### Exercise directions
Copy the data below word for word, from the line containing "Task: point to the blue" through the end of the data.

_ _ _

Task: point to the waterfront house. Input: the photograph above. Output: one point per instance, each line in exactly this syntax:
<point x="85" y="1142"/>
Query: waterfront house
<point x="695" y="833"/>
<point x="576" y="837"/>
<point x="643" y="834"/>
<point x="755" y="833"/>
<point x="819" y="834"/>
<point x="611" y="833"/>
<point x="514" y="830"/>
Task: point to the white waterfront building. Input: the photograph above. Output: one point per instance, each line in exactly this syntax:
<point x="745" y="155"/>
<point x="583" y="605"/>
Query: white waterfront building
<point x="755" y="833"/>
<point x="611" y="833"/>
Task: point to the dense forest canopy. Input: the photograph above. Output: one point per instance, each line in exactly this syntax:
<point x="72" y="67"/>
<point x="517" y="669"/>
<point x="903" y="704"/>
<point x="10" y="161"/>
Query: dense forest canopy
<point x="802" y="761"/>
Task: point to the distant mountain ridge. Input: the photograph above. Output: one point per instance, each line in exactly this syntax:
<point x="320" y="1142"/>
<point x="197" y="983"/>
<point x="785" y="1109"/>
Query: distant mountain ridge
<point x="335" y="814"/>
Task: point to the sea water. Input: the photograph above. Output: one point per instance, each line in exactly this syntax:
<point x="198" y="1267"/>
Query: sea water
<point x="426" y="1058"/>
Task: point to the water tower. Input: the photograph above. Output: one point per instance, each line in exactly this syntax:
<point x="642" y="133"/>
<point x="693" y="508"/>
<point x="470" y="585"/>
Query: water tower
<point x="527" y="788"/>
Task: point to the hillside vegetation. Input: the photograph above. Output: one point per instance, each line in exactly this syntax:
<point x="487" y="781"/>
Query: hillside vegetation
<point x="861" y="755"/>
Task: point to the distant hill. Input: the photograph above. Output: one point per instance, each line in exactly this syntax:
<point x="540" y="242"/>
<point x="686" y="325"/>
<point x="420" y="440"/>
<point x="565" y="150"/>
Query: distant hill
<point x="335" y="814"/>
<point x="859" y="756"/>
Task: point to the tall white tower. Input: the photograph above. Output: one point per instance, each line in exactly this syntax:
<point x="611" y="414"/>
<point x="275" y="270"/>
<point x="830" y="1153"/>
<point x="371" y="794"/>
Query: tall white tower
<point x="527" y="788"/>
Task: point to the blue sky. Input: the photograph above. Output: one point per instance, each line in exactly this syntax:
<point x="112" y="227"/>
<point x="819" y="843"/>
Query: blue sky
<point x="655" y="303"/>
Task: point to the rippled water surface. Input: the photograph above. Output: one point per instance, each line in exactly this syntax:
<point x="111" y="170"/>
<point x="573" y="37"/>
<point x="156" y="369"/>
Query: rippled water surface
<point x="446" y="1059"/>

_ _ _

### Solution
Task: point to the blue sky. Input: the photograph above. Output: one point per instance, each line in exactly this syntax:
<point x="112" y="227"/>
<point x="819" y="843"/>
Query: blue sky
<point x="655" y="303"/>
Task: point to the rippled water surface. Input: the photograph above. Output: one point per instance, each line in exactly this syntax:
<point x="111" y="170"/>
<point x="573" y="37"/>
<point x="156" y="369"/>
Query: rippled water surface
<point x="446" y="1059"/>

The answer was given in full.